◆ EXTRACT PROVIDED ◆
━━━━━━

Mr. Chair, on behalf of Pakistani Christians and other religious minorities of Pakistan, I have the following recommendations for the committee: that the Canadian government, international human rights organizations, and our political parties play a role in promoting true democratic cultures, human rights, religious freedom, and improvement of the plight of religious minorities of Pakistan; and that the Canadian government extend refugee status to the religious minorities of Pakistan.
We understand that poverty is one of the reasons for social injustice. Therefore, the government seeks ways and means for socio-economic development for religious minorities of Pakistan from government and non-government agencies.
I hope the Government of Canada will take these issues very seriously and continue to advocate in respect of human rights in Pakistan, including religious freedom. I trust that human rights and other organizations will take principled positions on this important issue.
On behalf of International Christian Voice and the Pakistani-Canadian Christian community, I am thankful to all committee members for giving me this privilege of speaking about the plight of the Christians of Pakistan with you and our other members.
Thank you very much.
Let me begin by thanking both the Subcommittee on International Human Rights and Reverend El Shafie for the invitation to contribute the experience of the Baha'i community to this inquiry into the treatment of religious minorities in Pakistan and elsewhere. I understand that the focus will be on Pakistan, Egypt, and Iraq.
The situation of Baha'is varies across the region. Some countries recognize the Baha'i faith as a religious minority in their constitutions and Baha'is practise their faith freely. In others, the Baha'i faith is proscribed and Baha'is are persecuted.
Where Baha'is suffer human rights violations, the violations are commonly justified on theological or political grounds. As a post-Quranic religion, founded after Muhammad, the Baha'i faith is often regarded as a heresy and its followers as apostates. The location of the Baha'i World Centre in Haifa, Israel, which was an accident of history, is regarded as evidence of links to Zionism.
I'll discuss two of the three country situations and make a very brief reference to an urgent situation in a neighbouring country. I'll conclude with some recommendations.
First I'll turn to Pakistan. After what we've just heard, this will sound surprising, but I hope it really is a point of hope. The National Spiritual Assembly, the elected consultative body that administers the affairs of the Baha'i community, was incorporated in 1985. The Baha'i faith was listed as one of Pakistan's non-Muslim religious minorities in amendments to its constitution in 1981.

━━━━━━

◆ WHAT YOU NEED TO DO ◆
Answer the following questions using the testimony on religious minorities above.
(a) What status does the speaker representing Pakistani Christians ask the Canadian government to extend to Pakistan's religious minorities?
(b) In what city and country is the Baha'i World Centre located?
(c) In what year was the National Spiritual Assembly incorporated?

Stored records:
━━━━━━

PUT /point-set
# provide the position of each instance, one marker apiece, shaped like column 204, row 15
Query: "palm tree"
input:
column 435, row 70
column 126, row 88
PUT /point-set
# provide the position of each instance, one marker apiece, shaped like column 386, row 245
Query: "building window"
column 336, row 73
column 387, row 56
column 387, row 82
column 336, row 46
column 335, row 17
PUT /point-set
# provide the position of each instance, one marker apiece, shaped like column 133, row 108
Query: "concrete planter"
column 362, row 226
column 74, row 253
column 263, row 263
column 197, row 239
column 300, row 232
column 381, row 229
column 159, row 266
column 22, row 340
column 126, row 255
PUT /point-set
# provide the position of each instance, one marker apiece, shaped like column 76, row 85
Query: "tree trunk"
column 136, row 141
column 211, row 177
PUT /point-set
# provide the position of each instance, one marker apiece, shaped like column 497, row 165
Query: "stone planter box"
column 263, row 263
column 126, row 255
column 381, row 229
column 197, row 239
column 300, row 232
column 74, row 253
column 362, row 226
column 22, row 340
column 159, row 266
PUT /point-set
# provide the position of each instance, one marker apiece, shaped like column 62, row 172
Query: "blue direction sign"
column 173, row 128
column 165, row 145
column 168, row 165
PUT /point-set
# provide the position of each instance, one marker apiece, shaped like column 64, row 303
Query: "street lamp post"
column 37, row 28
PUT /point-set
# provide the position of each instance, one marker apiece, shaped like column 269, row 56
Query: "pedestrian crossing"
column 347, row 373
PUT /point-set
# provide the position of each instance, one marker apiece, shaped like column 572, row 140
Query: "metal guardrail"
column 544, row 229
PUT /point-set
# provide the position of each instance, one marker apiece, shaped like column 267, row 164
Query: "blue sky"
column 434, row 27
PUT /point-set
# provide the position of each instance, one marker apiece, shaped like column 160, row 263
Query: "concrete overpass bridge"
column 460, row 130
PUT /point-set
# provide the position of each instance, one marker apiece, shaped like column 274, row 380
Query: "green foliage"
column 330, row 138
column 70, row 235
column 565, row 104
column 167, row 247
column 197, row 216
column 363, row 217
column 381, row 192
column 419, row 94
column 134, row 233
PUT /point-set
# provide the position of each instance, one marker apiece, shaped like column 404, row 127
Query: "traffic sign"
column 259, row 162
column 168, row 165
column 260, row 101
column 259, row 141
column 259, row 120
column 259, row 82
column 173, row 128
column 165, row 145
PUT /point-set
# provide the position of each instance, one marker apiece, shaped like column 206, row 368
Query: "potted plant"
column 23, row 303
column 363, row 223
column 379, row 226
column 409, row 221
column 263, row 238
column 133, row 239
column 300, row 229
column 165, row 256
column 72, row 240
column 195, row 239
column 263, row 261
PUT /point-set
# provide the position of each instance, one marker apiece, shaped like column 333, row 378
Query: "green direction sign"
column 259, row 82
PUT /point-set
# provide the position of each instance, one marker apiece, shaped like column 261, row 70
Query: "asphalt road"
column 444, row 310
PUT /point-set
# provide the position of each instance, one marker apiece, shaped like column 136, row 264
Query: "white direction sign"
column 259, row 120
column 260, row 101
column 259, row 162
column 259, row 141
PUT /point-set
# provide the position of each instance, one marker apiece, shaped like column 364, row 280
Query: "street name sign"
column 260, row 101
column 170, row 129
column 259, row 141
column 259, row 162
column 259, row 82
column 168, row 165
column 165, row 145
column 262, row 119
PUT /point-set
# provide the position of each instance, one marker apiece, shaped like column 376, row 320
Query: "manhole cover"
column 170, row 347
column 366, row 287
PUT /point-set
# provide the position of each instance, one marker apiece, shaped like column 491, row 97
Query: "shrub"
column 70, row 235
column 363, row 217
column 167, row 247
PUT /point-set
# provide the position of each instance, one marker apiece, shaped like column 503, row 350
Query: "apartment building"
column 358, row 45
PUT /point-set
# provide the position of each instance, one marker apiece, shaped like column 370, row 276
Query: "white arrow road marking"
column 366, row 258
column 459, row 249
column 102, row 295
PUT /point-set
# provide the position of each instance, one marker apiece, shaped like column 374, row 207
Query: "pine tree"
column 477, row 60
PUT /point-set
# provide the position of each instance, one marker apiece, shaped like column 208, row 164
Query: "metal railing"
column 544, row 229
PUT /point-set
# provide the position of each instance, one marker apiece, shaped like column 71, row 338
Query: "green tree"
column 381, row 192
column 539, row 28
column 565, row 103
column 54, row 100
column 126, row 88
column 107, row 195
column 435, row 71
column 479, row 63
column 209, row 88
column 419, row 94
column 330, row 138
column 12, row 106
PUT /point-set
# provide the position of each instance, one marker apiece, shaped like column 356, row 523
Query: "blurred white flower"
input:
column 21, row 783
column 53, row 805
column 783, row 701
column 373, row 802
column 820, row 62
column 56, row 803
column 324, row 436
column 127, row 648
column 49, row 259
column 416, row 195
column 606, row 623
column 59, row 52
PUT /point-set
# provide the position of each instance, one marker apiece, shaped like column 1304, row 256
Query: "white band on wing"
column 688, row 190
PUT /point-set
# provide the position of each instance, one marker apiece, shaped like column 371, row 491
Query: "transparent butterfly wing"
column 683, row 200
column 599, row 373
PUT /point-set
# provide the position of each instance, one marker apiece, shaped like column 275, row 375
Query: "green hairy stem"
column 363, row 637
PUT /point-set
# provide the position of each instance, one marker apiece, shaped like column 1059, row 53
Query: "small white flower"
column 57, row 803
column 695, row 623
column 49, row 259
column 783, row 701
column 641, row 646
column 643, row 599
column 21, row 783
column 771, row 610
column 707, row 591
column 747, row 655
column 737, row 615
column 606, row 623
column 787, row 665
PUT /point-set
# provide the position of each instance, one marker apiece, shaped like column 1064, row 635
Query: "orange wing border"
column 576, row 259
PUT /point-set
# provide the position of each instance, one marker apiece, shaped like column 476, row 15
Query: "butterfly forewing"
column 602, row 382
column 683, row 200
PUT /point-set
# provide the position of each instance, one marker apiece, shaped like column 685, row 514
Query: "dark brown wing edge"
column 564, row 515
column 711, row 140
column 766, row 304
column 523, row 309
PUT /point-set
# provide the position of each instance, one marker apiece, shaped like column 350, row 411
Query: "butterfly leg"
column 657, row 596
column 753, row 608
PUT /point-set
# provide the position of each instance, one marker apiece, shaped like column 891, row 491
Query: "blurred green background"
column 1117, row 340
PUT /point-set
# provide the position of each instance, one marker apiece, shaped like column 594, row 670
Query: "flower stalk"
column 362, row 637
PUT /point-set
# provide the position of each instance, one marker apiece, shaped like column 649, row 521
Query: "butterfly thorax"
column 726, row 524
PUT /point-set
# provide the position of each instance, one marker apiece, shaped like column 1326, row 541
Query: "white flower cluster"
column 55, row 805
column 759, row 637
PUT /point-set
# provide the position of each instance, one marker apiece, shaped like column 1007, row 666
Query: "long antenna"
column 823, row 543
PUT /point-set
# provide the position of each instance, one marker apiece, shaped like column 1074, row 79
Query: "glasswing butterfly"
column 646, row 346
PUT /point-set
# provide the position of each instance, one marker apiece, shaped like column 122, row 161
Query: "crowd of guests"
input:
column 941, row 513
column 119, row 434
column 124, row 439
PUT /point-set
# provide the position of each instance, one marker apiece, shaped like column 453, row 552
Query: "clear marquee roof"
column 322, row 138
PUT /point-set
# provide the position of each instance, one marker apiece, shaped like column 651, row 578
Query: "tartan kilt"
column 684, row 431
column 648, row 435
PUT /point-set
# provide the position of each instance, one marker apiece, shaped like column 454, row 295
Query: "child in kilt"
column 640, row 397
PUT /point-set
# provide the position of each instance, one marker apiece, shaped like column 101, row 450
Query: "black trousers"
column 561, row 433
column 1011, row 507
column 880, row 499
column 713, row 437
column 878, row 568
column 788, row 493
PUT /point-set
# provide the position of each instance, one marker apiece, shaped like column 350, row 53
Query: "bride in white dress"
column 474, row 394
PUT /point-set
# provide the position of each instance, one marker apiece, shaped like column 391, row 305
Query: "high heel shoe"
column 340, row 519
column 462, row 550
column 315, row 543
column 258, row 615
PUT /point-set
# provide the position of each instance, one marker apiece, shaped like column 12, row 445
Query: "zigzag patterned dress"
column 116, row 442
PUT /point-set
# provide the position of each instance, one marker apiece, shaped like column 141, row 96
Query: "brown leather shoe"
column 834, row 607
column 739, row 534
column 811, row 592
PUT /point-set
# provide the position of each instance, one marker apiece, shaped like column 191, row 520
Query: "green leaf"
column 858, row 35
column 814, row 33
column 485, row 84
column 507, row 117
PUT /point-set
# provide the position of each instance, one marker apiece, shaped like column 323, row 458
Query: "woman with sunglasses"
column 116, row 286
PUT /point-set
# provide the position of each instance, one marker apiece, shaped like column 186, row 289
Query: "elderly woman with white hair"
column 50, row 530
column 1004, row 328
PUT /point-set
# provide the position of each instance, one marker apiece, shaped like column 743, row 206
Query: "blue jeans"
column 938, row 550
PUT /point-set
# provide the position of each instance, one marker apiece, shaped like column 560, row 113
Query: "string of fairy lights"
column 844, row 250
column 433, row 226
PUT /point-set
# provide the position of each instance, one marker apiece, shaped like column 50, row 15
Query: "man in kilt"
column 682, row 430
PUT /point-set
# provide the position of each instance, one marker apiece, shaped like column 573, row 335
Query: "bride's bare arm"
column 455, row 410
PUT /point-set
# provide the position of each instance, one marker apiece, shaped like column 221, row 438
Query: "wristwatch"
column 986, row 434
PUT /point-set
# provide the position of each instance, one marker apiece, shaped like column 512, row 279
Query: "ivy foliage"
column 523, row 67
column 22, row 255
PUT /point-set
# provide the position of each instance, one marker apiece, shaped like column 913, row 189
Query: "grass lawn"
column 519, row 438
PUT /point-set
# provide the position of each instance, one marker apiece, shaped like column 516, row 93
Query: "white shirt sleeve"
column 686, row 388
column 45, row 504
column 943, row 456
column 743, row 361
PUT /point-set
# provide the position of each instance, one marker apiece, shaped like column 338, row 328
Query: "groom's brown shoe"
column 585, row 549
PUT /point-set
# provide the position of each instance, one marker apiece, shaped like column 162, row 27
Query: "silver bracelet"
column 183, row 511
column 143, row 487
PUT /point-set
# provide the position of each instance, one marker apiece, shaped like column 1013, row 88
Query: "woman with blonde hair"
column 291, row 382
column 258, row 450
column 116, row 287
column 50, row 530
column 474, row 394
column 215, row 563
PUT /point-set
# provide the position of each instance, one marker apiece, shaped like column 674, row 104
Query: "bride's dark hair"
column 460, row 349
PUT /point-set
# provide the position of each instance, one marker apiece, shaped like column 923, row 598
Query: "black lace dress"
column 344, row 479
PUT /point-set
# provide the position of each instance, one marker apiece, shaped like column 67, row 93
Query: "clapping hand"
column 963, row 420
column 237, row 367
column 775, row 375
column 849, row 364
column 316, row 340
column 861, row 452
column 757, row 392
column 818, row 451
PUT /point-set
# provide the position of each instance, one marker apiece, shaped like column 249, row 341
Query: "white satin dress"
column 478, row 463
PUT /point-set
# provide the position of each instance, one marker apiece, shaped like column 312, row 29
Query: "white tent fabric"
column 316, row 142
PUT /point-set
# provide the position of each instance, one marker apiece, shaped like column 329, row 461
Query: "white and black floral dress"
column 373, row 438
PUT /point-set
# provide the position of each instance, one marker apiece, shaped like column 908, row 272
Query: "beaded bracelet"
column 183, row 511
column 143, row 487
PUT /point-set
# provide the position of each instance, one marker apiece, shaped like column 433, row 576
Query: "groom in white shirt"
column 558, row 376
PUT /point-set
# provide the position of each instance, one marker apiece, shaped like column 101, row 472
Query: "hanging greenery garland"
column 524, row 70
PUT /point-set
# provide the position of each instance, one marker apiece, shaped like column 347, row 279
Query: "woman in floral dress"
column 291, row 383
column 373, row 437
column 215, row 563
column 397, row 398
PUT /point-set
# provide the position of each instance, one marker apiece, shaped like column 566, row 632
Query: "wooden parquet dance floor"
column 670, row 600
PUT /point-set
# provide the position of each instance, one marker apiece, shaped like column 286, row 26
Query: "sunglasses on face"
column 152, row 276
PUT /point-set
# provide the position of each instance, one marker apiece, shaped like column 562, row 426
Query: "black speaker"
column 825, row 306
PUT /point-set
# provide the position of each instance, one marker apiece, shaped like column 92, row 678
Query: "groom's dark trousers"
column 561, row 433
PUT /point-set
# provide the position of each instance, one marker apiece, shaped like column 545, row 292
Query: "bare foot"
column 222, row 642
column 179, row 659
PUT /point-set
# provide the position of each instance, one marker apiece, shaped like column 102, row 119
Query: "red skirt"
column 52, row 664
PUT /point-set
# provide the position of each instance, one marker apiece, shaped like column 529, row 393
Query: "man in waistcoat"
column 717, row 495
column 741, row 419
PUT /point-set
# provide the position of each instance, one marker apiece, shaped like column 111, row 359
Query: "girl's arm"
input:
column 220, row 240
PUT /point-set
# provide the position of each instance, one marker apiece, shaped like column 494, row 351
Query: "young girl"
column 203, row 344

━━━━━━

◆ FINAL ANSWER ◆
(a) Refugee status.
(b) Haifa, Israel.
(c) 1985.